Fail – Forward – Fast! Celebrating a 21-Day accomplishment

This is the last post as part of a 21-Day challenge I’ve been participating in recently.  Fail – Forward – Fast!  Celebrating a 21-Day accomplishment…even if nobody is noticing or listening which has been my impression of my “publishing results.” 

More than anything else, this 21-day journey prompted me to confront some serious questions.  The biggest one, with which I’m still wrestling is “What do I want?”  That simple question has many, many layers of answers as it slices across many (most?  ALL?) areas of my life with its simplicity and stealth.   

On this 21-day journey I’ve been able to (forced to?) visit and participate in creating and doing some things (like making Tap-Along videos) that I told myself that I wanted to do as part of my business. 

I’ve had the opportunity to reach out to a bunch of quality people who are now new connections on LinkedIn.  I’ve been reaching out to connect with a message that included content something like, “I’m a former engineer turned mental health counselor.  I focus on helping Veterans & Responders reduce the impact of trauma they’ve encountered so that they, & their families, can live a better, happier life.”  

That “focus” is an aspirational one.  I’ve worked with a couple of Veterans and was able to help one in particular with the specific No-Reveal Trauma Technique™ that I’ve developed.  That was pre-COVID.  I’m looking forward to working with Responders.

Assignment — According to the 21-day challenge post, what is the biggest question the writer is still wrestling with?

Records shown —
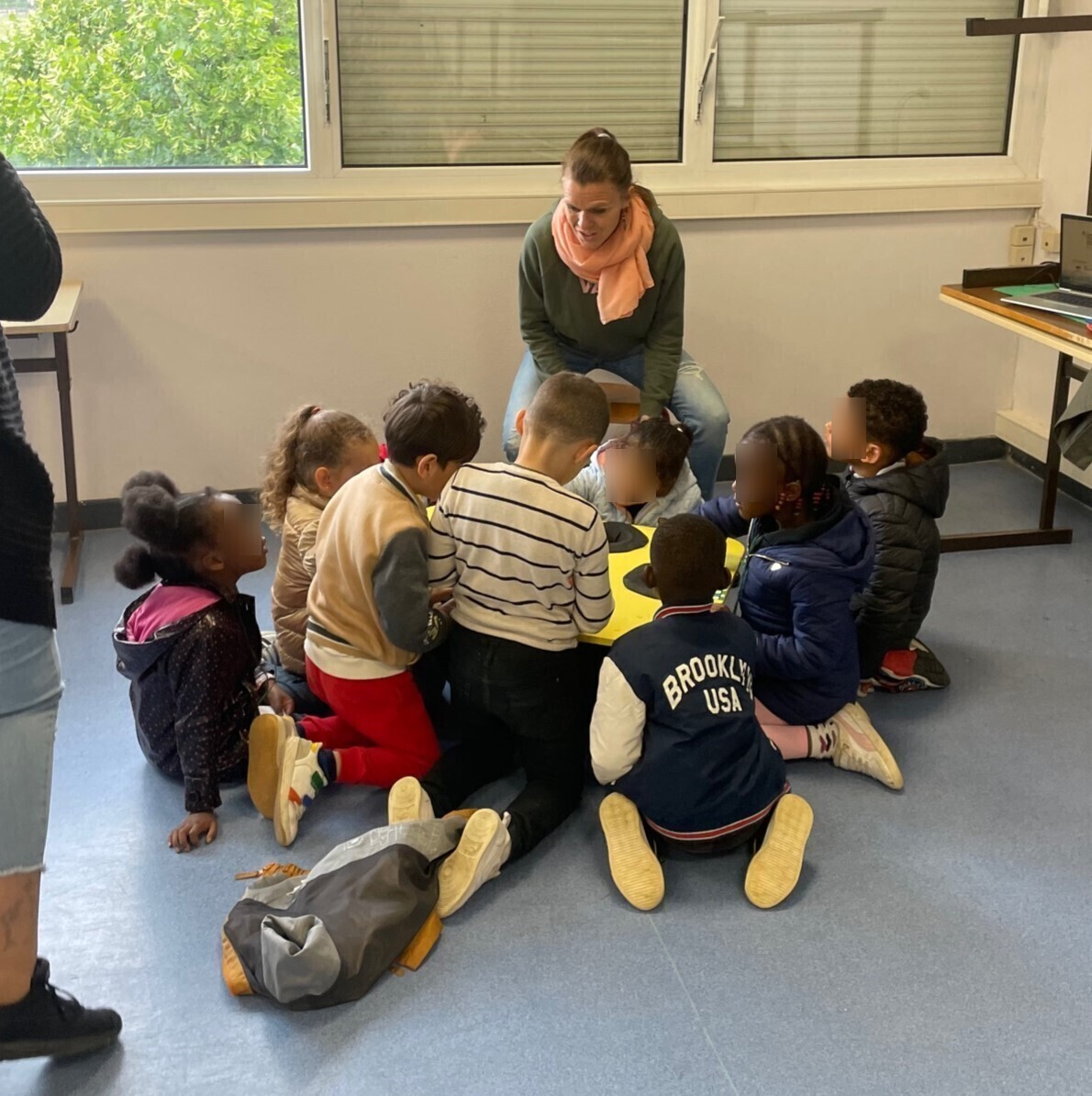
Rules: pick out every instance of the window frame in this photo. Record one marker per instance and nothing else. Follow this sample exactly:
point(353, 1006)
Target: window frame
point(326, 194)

--

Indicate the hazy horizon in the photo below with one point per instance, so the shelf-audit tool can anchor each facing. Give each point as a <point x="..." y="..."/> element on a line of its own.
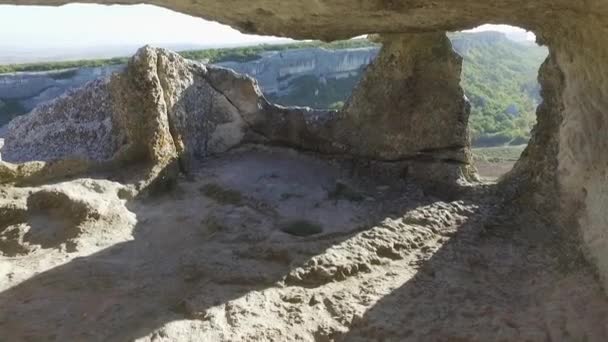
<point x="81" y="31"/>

Response — "What do I want?"